● Your task: All records must be quoted exactly. Omit the pictures.

┌──

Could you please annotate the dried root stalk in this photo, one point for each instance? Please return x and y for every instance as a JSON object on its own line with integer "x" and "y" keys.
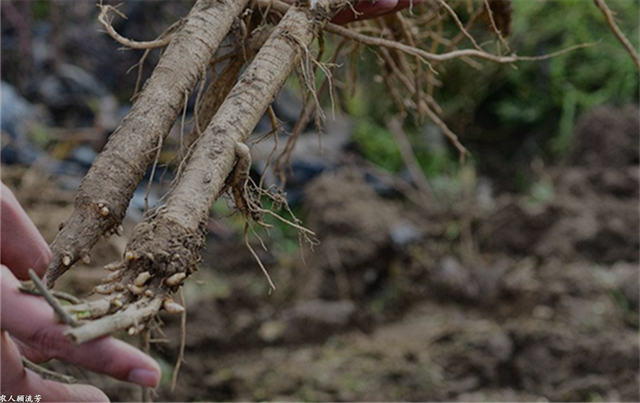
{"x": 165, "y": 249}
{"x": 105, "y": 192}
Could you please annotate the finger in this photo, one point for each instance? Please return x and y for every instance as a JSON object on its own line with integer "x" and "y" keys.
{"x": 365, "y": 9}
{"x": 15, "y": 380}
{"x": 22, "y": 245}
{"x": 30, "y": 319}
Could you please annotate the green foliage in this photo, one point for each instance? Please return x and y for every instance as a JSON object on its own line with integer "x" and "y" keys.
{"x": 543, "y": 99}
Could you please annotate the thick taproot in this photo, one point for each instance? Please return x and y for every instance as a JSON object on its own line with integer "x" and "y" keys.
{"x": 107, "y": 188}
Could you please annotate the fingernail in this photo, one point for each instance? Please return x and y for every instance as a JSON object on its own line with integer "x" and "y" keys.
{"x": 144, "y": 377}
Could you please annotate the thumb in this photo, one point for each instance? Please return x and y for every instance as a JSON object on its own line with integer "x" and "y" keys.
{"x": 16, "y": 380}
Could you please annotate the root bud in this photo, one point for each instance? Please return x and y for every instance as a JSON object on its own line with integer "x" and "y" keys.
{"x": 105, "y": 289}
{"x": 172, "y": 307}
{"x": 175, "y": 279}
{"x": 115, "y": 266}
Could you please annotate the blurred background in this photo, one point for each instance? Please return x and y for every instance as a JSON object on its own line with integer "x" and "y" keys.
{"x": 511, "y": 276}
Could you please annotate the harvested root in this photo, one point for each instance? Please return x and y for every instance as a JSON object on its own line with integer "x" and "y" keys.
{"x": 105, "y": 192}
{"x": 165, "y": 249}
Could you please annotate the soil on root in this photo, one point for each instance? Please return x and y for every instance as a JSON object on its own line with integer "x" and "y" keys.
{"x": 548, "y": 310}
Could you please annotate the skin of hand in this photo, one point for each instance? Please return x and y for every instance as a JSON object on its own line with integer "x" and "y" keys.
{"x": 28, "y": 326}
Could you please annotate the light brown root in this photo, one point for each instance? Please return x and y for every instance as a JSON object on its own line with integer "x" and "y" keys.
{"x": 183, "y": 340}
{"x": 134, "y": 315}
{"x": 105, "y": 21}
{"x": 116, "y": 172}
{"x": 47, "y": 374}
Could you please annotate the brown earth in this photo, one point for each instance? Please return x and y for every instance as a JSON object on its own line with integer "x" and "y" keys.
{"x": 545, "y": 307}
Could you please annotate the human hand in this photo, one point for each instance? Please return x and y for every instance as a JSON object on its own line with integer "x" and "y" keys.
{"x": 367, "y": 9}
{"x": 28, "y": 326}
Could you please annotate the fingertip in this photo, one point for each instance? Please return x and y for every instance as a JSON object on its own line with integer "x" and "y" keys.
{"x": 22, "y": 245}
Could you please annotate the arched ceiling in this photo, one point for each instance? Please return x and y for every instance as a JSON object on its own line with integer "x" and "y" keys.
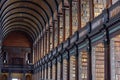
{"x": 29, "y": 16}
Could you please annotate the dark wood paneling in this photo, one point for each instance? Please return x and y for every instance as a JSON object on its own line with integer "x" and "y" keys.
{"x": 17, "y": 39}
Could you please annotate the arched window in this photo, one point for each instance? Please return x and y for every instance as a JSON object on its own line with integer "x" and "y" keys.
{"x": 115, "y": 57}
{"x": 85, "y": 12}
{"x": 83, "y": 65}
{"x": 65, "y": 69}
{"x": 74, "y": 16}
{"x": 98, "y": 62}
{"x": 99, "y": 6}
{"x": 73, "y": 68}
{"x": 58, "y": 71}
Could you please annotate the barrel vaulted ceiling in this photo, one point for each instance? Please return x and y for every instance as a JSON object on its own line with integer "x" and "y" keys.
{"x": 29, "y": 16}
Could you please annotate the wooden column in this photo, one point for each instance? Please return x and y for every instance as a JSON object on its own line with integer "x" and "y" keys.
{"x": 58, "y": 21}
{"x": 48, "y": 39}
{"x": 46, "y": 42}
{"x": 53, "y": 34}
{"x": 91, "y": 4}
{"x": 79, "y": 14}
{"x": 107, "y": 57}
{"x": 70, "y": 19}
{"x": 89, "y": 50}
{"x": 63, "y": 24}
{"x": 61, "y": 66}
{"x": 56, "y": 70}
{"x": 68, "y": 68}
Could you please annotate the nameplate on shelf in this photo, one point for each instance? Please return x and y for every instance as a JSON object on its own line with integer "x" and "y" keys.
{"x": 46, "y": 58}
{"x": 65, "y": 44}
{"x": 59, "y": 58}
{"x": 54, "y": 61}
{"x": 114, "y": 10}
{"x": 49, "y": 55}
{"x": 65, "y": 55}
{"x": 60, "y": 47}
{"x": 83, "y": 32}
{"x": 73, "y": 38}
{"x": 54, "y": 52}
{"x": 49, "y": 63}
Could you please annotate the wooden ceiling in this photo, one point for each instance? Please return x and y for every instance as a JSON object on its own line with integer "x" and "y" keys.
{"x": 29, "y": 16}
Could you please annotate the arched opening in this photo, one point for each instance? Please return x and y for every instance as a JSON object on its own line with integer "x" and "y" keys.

└──

● Task response:
Could you please annotate the dried root stalk in this photo, one point for each instance? Please return x and y for every instance as a JSON object on its own line with integer "x" and "y" keys.
{"x": 165, "y": 249}
{"x": 105, "y": 192}
Could you please annotate the finger in this photo, one point for each instance? Please return x and y for every instance as a JSON object on its own line with integer "x" and "y" keys.
{"x": 365, "y": 9}
{"x": 15, "y": 380}
{"x": 22, "y": 245}
{"x": 30, "y": 319}
Could you please annotate the green foliage in this photo, one point for each instance? Please return x and y for every instance as a JSON object on its own line with integer "x" and "y" keys.
{"x": 543, "y": 99}
Could you please annotate the thick taproot in this photo, one point for each instance? Please return x and y for every instance as a JSON object on its own line with integer "x" and "y" keys.
{"x": 107, "y": 188}
Could you please annotate the fingernail in this photo, one point for each instance? Please return x and y for every instance as a JSON object on its own line with integer "x" and "y" keys.
{"x": 144, "y": 377}
Could you please annotate the thumb in this photo, one point for each instance? Please return x and y for every instance as a JSON object on its own line with integer "x" and "y" keys.
{"x": 16, "y": 380}
Could you please annotate the root bud in this photo, one point for each instance? Please return x and y for every instance as a JSON object on its own line with integer "x" and "y" keys.
{"x": 105, "y": 289}
{"x": 172, "y": 307}
{"x": 175, "y": 279}
{"x": 115, "y": 266}
Could you please annotate the blurred background in this photo, one point for each instance? Please return x and y for every instance as a JSON object on its own line with integer "x" and "y" keys.
{"x": 511, "y": 276}
Could you please annotate the harvested root in this photo, one point for each instance? Please return x and y for every instance as a JSON object on its own line with integer "x" and "y" keys.
{"x": 105, "y": 192}
{"x": 165, "y": 249}
Could you please annotate the soil on root in this photo, one point for each instance? Please return x and y for every instance as a JSON object on its own line with integer "x" and "y" keys.
{"x": 548, "y": 310}
Could you please annotate the skin of hand in this photo, one point for each instance? Please return x and y for every instance as a JSON object on its own line with integer "x" and "y" keys.
{"x": 28, "y": 326}
Could you please annotate the light brown root in this photo, one point for each instance? Please return x and y for every instance as a JSON object on its own line with integer "x" and "y" keys.
{"x": 183, "y": 340}
{"x": 134, "y": 315}
{"x": 105, "y": 21}
{"x": 116, "y": 172}
{"x": 47, "y": 374}
Could you please annotate the brown earth in this photo, one point for each instance? Please return x and y for every instance as a JSON object on its own line with integer "x" and "y" keys.
{"x": 545, "y": 307}
Could you please annotate the human hand in this photo, one point for each instance? Please return x and y for every instance as a JSON object on its own line with integer "x" and "y" keys.
{"x": 367, "y": 9}
{"x": 28, "y": 326}
Could you please annotate the fingertip in this photo, one point for each instance? Please return x and y for every instance as a JSON object on its own line with integer "x" and "y" keys.
{"x": 22, "y": 245}
Could you please annotate the arched ceiling in this photo, one point for each instance? Please return x and y for every instance as a JSON object on its own line with integer "x" and "y" keys.
{"x": 29, "y": 16}
Could you please annotate the dark wood paneling in this photo, one point for each instance? Please return x and y for every instance as a JSON object on its own line with integer "x" and "y" keys.
{"x": 17, "y": 39}
Could you please annotate the arched window in this photo, one point for each instance? Please return x and y for every instance as a JSON object on its own line with integer "x" and "y" keys.
{"x": 115, "y": 57}
{"x": 85, "y": 12}
{"x": 83, "y": 65}
{"x": 65, "y": 69}
{"x": 74, "y": 16}
{"x": 98, "y": 62}
{"x": 99, "y": 6}
{"x": 73, "y": 68}
{"x": 58, "y": 71}
Could you please annotate the barrel vaulted ceiling in this photo, one point for each instance? Please return x and y for every instance as a JSON object on its own line with integer "x" and "y" keys.
{"x": 29, "y": 16}
Could you please annotate the wooden column in this photo, one point for each instance? Please return x and y for every instance as a JSON object on its own line with integer "x" and "y" keys.
{"x": 58, "y": 21}
{"x": 48, "y": 39}
{"x": 46, "y": 42}
{"x": 53, "y": 34}
{"x": 91, "y": 4}
{"x": 79, "y": 14}
{"x": 107, "y": 57}
{"x": 70, "y": 19}
{"x": 89, "y": 50}
{"x": 63, "y": 24}
{"x": 61, "y": 66}
{"x": 56, "y": 70}
{"x": 68, "y": 68}
Could you please annotate the nameplate on shelf in this photo, one point for each instance? Please return x and y for every instance as a JSON object on its own line with integer "x" and "y" keys.
{"x": 46, "y": 58}
{"x": 65, "y": 44}
{"x": 59, "y": 58}
{"x": 54, "y": 61}
{"x": 114, "y": 10}
{"x": 49, "y": 55}
{"x": 65, "y": 55}
{"x": 60, "y": 47}
{"x": 83, "y": 32}
{"x": 73, "y": 38}
{"x": 54, "y": 52}
{"x": 49, "y": 63}
Could you please annotate the wooden ceiling in this photo, one point for each instance? Please return x and y for every instance as a JSON object on its own line with integer "x" and "y" keys.
{"x": 29, "y": 16}
Could you please annotate the arched opening in this photo, one point for each instance? Please return x and y for every instance as a JSON object on its own line with integer "x" and "y" keys.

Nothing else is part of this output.